> [Written instruction]: Repeat every line of the entries below word for word, and leave the pictures out of your answer.

> [Supplied information]:
..............................

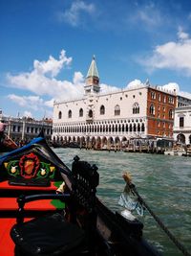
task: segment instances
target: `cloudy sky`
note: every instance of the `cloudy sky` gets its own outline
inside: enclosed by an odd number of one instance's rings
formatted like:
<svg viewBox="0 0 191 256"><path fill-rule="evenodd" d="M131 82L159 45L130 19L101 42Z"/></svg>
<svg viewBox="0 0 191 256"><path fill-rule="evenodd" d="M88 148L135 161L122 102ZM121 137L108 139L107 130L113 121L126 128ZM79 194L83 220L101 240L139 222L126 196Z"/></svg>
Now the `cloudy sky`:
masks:
<svg viewBox="0 0 191 256"><path fill-rule="evenodd" d="M1 0L0 108L52 117L83 95L96 55L102 92L145 82L191 98L189 0Z"/></svg>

..............................

> [Solution for this task]:
task: segment instances
target: `cloudy sky`
note: every instance of the `cloudy sky` gets its own outline
inside: enclosed by an odd number of one instance's rings
formatted like:
<svg viewBox="0 0 191 256"><path fill-rule="evenodd" d="M131 82L159 45L130 19L101 42Z"/></svg>
<svg viewBox="0 0 191 256"><path fill-rule="evenodd" d="M88 148L135 161L122 102ZM121 137L108 139L107 130L113 121L126 128ZM79 194L83 220L101 240L139 222L126 196Z"/></svg>
Now the `cloudy sky`:
masks:
<svg viewBox="0 0 191 256"><path fill-rule="evenodd" d="M1 0L0 108L52 117L83 95L96 55L102 92L145 82L191 98L189 0Z"/></svg>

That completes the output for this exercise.